Please format the listing below as a JSON list of strings, one string per line, with blank lines skipped. Leave the pictures out.

MATERIAL
★ ★ ★ ★ ★ ★ ★
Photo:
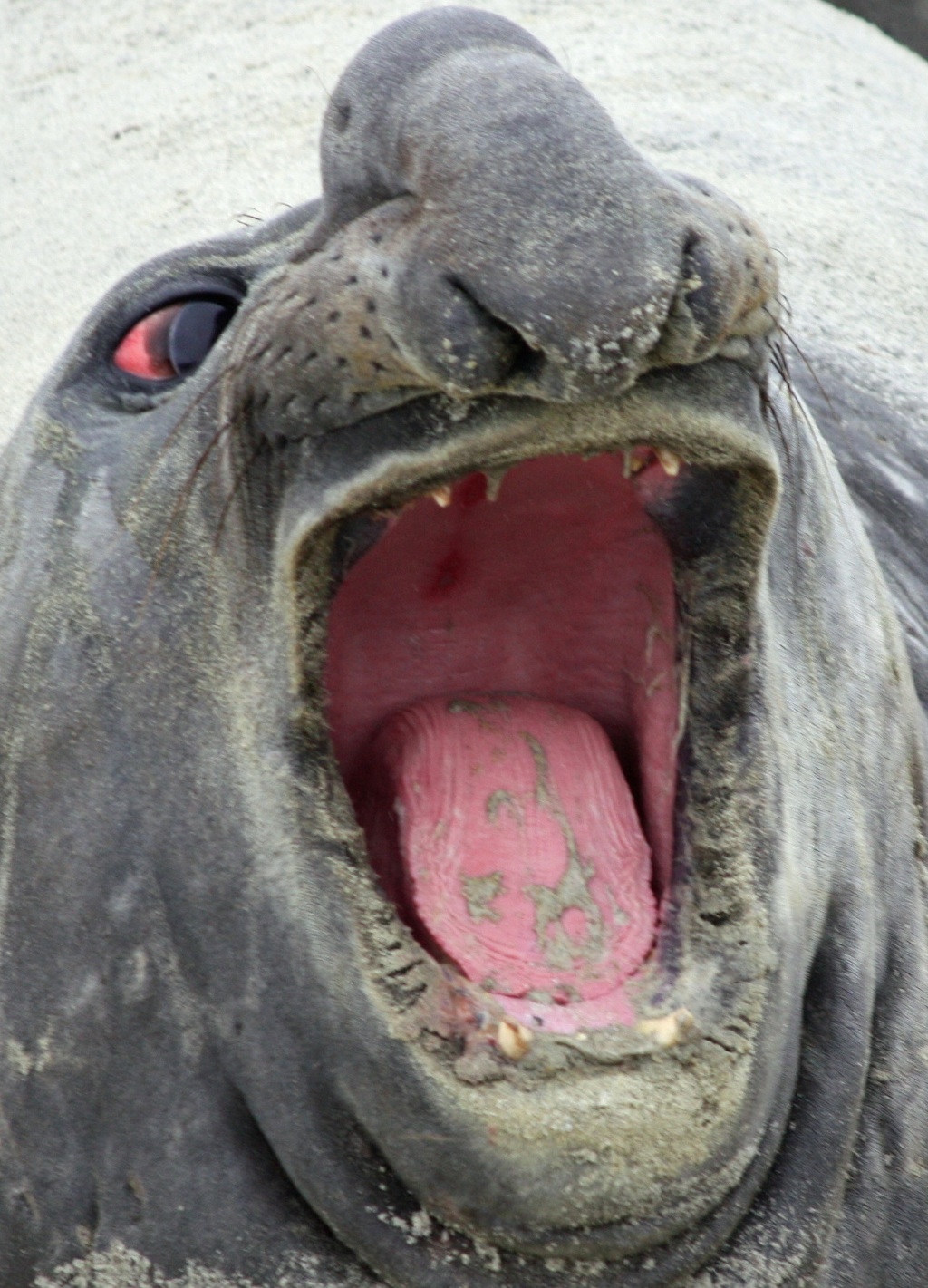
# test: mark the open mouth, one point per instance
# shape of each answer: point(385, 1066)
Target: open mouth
point(504, 698)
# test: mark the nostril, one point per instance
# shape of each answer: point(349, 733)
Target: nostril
point(498, 352)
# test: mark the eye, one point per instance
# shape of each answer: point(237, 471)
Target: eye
point(173, 342)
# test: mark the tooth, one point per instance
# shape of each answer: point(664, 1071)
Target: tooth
point(670, 460)
point(634, 464)
point(670, 1030)
point(512, 1039)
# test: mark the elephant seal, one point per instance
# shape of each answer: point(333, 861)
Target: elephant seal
point(380, 513)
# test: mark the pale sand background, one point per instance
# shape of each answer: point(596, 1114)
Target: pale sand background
point(135, 126)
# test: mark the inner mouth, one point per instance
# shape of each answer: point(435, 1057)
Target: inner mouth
point(505, 712)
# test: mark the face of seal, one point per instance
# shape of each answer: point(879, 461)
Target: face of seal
point(443, 687)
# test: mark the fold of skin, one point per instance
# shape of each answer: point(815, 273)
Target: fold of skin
point(220, 1045)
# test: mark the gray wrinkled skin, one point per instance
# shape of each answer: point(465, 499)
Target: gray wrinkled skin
point(223, 1059)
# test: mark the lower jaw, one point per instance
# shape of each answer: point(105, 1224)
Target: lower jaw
point(673, 1128)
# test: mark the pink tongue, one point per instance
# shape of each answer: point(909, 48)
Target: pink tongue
point(505, 831)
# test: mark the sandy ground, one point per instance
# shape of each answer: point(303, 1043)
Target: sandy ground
point(132, 128)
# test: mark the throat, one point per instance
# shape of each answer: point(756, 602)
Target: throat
point(504, 710)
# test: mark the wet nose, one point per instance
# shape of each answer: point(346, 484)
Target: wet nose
point(486, 228)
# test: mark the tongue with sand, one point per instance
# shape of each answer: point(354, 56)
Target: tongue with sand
point(506, 834)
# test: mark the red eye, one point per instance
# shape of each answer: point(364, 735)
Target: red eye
point(173, 340)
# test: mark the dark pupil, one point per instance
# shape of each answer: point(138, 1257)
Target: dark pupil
point(193, 333)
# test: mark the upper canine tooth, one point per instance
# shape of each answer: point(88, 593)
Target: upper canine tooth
point(670, 1030)
point(512, 1039)
point(670, 460)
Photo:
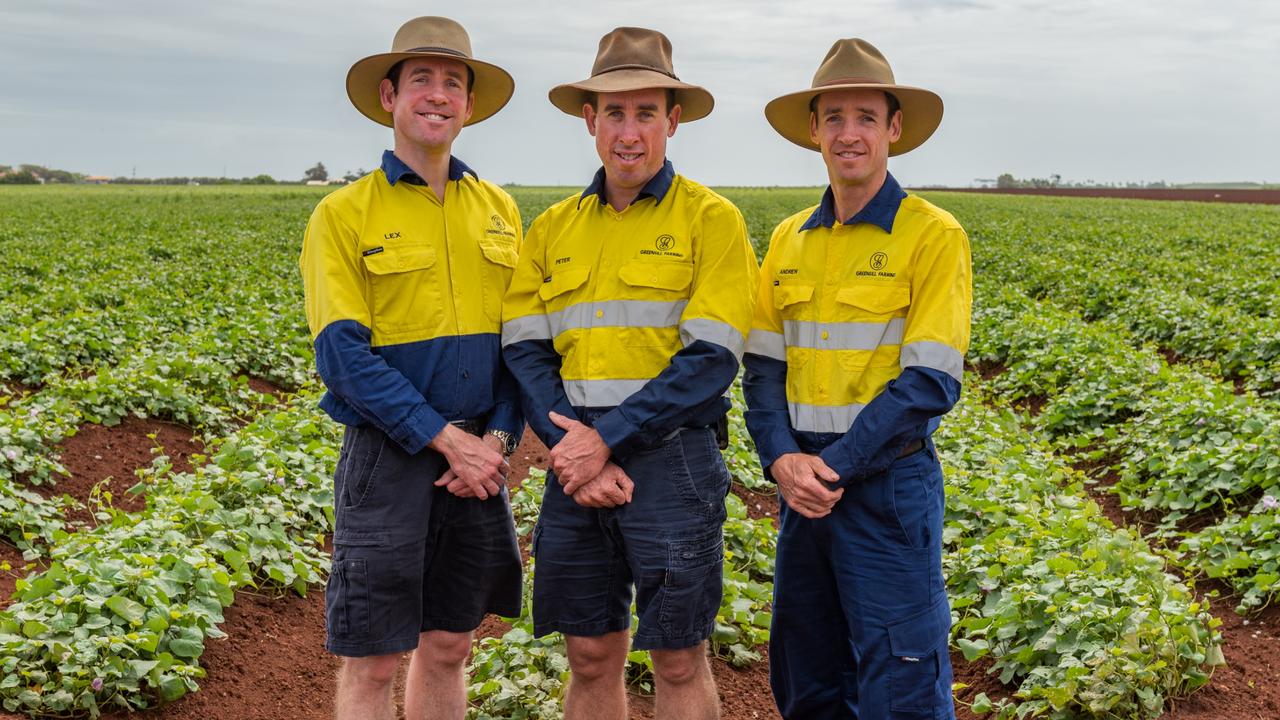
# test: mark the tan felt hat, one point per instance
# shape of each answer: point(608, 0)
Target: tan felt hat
★ ★ ★ ★ ★ ★ ★
EXERCISE RESPONSE
[
  "Photo:",
  "# test: mark the open mouth, one point per instance",
  "# shape of each answer: point(385, 1066)",
  "Target: open mouth",
  "point(504, 698)",
  "# test: mark the nostril, one point per instance",
  "# shape of each answer: point(349, 733)",
  "Target: nostril",
  "point(498, 352)",
  "# test: mark the eye, one point per instance",
  "# shape of each answer: point(237, 471)",
  "Target: eye",
  "point(173, 342)",
  "# test: mark the tooth, one point per instance",
  "# shape of each answer: point(664, 1071)",
  "Target: tooth",
  "point(670, 460)",
  "point(634, 464)",
  "point(670, 1030)",
  "point(512, 1039)",
  "# test: mark the elephant seal, one point per instance",
  "# shape of each answer: point(333, 861)",
  "Target: elephant seal",
  "point(380, 513)",
  "# test: mark the pale sand background, one point per instance",
  "# shape of each answer: point(596, 1114)",
  "Target: pale sand background",
  "point(135, 126)",
  "# test: mark the inner mouth, one point per instance",
  "# shape of each answer: point(435, 1057)",
  "Target: inner mouth",
  "point(505, 712)",
  "# test: mark the face of seal, one point per instance",
  "# shape of each answer: point(879, 461)",
  "Target: face of seal",
  "point(443, 687)",
  "# test: mark the fold of skin, one point per instance",
  "# shape of each answer: point(815, 273)",
  "Target: fold of skin",
  "point(220, 1045)",
  "# test: mark the gray wrinkled skin, one point per instance",
  "# shape of each answer: point(465, 499)",
  "Target: gray wrinkled skin",
  "point(223, 1059)",
  "# test: mark the lower jaw, one point per instance",
  "# shape of each answer: point(105, 1224)",
  "Target: lower jaw",
  "point(673, 1128)",
  "# test: mark the pink tongue, one point per instance",
  "# shape of each answer: point(909, 48)",
  "Target: pink tongue",
  "point(505, 831)",
  "# test: mark the sandy ground, one point per instance",
  "# shape of each answer: point(303, 1043)",
  "Target: sandy ground",
  "point(132, 128)",
  "# test: mark the throat, one point per instance",
  "# shape of each answer: point(756, 602)",
  "Target: throat",
  "point(504, 710)",
  "# test: mark the wet nose, one point per instance",
  "# shape of each answer: point(346, 484)",
  "Target: wet nose",
  "point(486, 228)",
  "# test: mark the tongue with sand, one point per instance",
  "# shape of each answer: point(354, 56)",
  "Target: tongue with sand",
  "point(506, 834)",
  "# test: mark the red eye, one point per instance",
  "# shape of each answer: point(364, 735)",
  "Target: red eye",
  "point(173, 340)",
  "# test: mark the dark pupil, one point per instance",
  "# shape of each answer: point(138, 1257)",
  "Target: dark pupil",
  "point(193, 333)",
  "# test: mark the upper canine tooth, one point per instance",
  "# shape of each answer: point(88, 593)",
  "Target: upper canine tooth",
  "point(670, 1030)",
  "point(512, 1039)",
  "point(670, 460)",
  "Photo:",
  "# test: mark the tan felt hat, one point per instance",
  "# shape of each answer: point(608, 0)",
  "Target: tan felt hat"
]